CURRENT_DIR=$(realpath $(dirname $0))
VENVDIR=/tmp/run_slm_sft_gian_venv
# Set Huggingface cache directory to avoid filling up the home directory
export HF_HOME=${HF_HOME:-"/tmp/huggingface"}

#########################################################
# Set training parameters based on preset
#########################################################
#
# NOTE: eloss_threshold in the presets are set according to the experiment result.
# eloss after 40 steps for qwen and swal according to the experiment on 2026-02-11
# were as follows.
#
# |      | TANUKI.json        | BUSHI.json         |
# |------|--------------------|--------------------|
# | qwen | 4.276381492614746  | 3.3284881114959717 |
# | swal | 4.3392558097839355 | 3.6840715408325195 |

if [[ "$preset" == "qwen" ]]; then
    # Same as sft-gian-qwen-pyac-mncore2_nightly CI
    device="mncore2:auto"
    model="qwen2.5-1.5b"
    tloss_threshold="0.018174"
    eloss_threshold="4.500000"
    max_steps="40"  # Set to -1 to use default max_steps
    batch_size=32
    n_hidden_layers=-1
elif [[ "$preset" == "swal" ]]; then
    # Same as sft-gian-swal-pyac-mncore2_nightly CI
    device="mncore2:auto"
    model="tiny-swallow-1.5b"
    tloss_threshold="0.018174"
    eloss_threshold="4.500000"
    max_steps="40"  # Set to -1 to use default max_steps
    batch_size=32
    n_hidden_layers=-1
elif [[ "$preset" == "swal-small" ]]; then
    # Same as sft-gian-swal-pyac-small-mncore2_pr CI
    device="mncore2:auto"
    model="tiny-swallow-1.5b"
    model="tiny-swallow-1.5b"
    tloss_threshold="12.758696"
    eloss_threshold="10.933026"
    max_steps="3"  # Set to -1 to use default max_steps
    batch_size=32
    n_hidden_layers=2
else
    echo "invalid preset: $preset"

▸ **SET TASK A**:
Recast the comment block in the preset script that begins "NOTE: eloss_threshold in the presets" as a short list, keeping its main facts.
▸ **SET TASK B**:
Extend the preset script with the lines that come after its final line, the "invalid preset" echo.

▸ **MATERIAL**:
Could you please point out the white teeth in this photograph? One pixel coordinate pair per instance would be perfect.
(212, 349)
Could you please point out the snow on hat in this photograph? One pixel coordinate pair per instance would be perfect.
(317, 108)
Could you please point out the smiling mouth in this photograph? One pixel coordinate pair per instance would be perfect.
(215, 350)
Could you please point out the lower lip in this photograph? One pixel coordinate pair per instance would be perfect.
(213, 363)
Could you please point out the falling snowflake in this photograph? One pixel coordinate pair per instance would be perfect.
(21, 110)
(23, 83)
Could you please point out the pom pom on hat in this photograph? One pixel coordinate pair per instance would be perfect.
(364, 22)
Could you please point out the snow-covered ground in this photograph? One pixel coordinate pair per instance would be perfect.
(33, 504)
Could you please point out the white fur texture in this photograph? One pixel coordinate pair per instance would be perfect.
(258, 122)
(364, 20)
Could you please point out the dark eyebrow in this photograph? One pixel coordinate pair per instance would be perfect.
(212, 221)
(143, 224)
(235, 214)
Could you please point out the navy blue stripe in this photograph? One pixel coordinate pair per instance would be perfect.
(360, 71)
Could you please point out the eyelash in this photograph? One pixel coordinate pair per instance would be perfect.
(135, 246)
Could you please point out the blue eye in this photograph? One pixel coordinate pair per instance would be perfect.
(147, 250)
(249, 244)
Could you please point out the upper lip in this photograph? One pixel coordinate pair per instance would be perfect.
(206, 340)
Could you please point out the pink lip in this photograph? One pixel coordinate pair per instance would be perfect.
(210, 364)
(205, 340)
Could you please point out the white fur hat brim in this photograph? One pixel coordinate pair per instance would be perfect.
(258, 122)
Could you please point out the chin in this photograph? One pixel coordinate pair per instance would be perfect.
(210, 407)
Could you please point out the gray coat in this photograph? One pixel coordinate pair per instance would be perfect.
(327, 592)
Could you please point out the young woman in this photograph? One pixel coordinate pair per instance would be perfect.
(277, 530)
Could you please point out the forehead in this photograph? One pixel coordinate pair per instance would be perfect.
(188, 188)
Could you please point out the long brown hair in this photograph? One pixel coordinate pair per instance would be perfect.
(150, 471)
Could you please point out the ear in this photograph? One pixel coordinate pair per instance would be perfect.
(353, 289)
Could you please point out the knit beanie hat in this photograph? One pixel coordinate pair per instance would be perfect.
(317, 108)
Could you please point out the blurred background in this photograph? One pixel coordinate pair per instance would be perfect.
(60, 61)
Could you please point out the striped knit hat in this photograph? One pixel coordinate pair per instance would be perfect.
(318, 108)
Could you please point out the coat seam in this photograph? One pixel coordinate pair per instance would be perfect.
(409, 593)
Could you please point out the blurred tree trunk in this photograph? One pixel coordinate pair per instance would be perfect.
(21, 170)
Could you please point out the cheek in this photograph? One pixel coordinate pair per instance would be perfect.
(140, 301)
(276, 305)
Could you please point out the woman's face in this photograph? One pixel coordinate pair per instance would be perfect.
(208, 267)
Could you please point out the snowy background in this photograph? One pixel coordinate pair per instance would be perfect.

▸ **TASK OUTPUT A**:
- The eloss_threshold values in the presets were set from experiment results.
- The experiment on 2026-02-11 measured eloss after 40 steps for qwen and swal:
  - qwen: 4.276381492614746 with TANUKI.json and 3.3284881114959717 with BUSHI.json
  - swal: 4.3392558097839355 with TANUKI.json and 3.6840715408325195 with BUSHI.json

▸ **TASK OUTPUT B**:
    exit 1
fi

#########################################################
# MLSDK configuration via environment variables based on preset
#########################################################

if [[ "$preset" == "swal-small" ]]; then
    export CODEGEN_SA_STEPS=100
    export CODEGEN_NUM_SA_THREADS=22
    export CODEGEN_N_TRANSPOSE_THREADS=8
    export CODEGEN_N_DEV_COPY_STREAMS_THREADS=8
else
    export CODEGEN_SA_STEPS=10000
    export CODEGEN_NUM_SA_THREADS=10
    export CODEGEN_N_TRANSPOSE_THREADS=27
    export CODEGEN_N_DEV_COPY_STREAMS_THREADS=27
fi

export CODEGEN_N_TRANSPOSE_THREADS=${CODEGEN_N_TRANSPOSE_THREADS:-27}
export CODEGEN_N_DEV_COPY_STREAMS_THREADS=${CODEGEN_N_DEV_COPY_STREAMS_THREADS:-27}
export CODEGEN_SA_STEPS=${CODEGEN_SA_STEPS:-10000}
export CODEGEN_NUM_SA_THREADS=${CODEGEN_NUM_SA_THREADS:-22}
export CODEGEN_ENABLE_SET_PARTIAL_LOCATION=1
export CODEGEN_GEMM_FORCE_CHANNEL_SPLIT=1
export CODEGEN_OP_DEF=ChainerIndexAdd=IndexAddBcast
export CODEGEN_SKIP_RESOLVE_NEGATIVE_INDICES=1
export CODEGEN_TIME_SLICE_SCATTERED_INDEXING_BCAST=1
export CODEGEN_LAYOUT_PLANNER_Z_HONOR_LAYOUT_SPEC=1
export CODEGEN_MAX_TIME_SLICE=400
export CODEGEN_IGNORE_LAYOUT_CHECK=1
export CODEGEN_ALLOW_UNUSED_LAYOUT_SPEC=1
export CODEGEN_USE_ADDR_FIRST_Z=1
export CODEGEN_LAYOUT_PLANNER_Z=1
export CODEGEN_ALARM=7200
# qwen's embedding and lm_head share weight and they use equivalent but
# different layout. The layout plan will be confused if eval sets the
# same layout to both.
# TODO(hamaji): Come up with a way to handle reused shared weights.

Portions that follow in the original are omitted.